## [EXTRACTED MATERIAL]
-- BEGIN --
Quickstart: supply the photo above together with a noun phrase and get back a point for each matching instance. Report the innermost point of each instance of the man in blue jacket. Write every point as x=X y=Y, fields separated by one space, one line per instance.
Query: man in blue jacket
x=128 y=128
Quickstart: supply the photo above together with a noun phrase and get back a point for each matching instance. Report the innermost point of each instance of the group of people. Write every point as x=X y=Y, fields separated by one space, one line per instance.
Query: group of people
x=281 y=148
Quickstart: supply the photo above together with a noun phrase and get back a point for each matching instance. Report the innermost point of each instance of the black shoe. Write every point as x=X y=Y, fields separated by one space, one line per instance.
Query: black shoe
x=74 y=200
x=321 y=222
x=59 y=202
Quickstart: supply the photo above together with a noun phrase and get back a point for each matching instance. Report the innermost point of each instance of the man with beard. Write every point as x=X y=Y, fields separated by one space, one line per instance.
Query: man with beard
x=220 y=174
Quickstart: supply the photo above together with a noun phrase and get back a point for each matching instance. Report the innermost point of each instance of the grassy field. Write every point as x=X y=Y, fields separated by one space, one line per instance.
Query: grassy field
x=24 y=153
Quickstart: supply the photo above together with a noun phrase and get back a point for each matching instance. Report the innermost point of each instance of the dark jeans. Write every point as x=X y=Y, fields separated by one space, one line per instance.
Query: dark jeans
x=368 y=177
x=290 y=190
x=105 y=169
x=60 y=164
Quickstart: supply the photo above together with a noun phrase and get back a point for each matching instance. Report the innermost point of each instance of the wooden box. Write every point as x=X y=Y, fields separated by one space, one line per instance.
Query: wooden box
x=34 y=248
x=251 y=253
-- END --
Write out verbatim the stretch of entries above from their first line through the line containing "x=220 y=174", including both of those lines.

Quickstart: supply the photo above together with a noun phrase and get back a point for each matching instance. Report the innermost point of each instance of the man in blue jacket. Write every point as x=X y=Y, fields separated by one space, one line per instance.
Query: man in blue jacket
x=128 y=128
Quickstart: supply the photo above together with a noun phrase and get back a point for each matching instance. Report the innermost point of each instance of the group of people. Write every point as x=X y=Y, fields separated by one space, one line per instance.
Query: group of people
x=281 y=148
Quickstart: supply the photo above together with a noun phrase and get back a point for each matching instance. Report the innermost point of each instance of the black shoe. Write every point as x=X y=Y, fields separated by one space, one line per instance.
Query: black shoe
x=74 y=200
x=321 y=222
x=59 y=202
Quickstart: supply the photo above together with a noun phrase and get back a point for each matching instance. Report the innermost point of each instance of the man with beard. Write every point as x=X y=Y, fields separated by one space, one line per instance.
Query: man with beard
x=220 y=174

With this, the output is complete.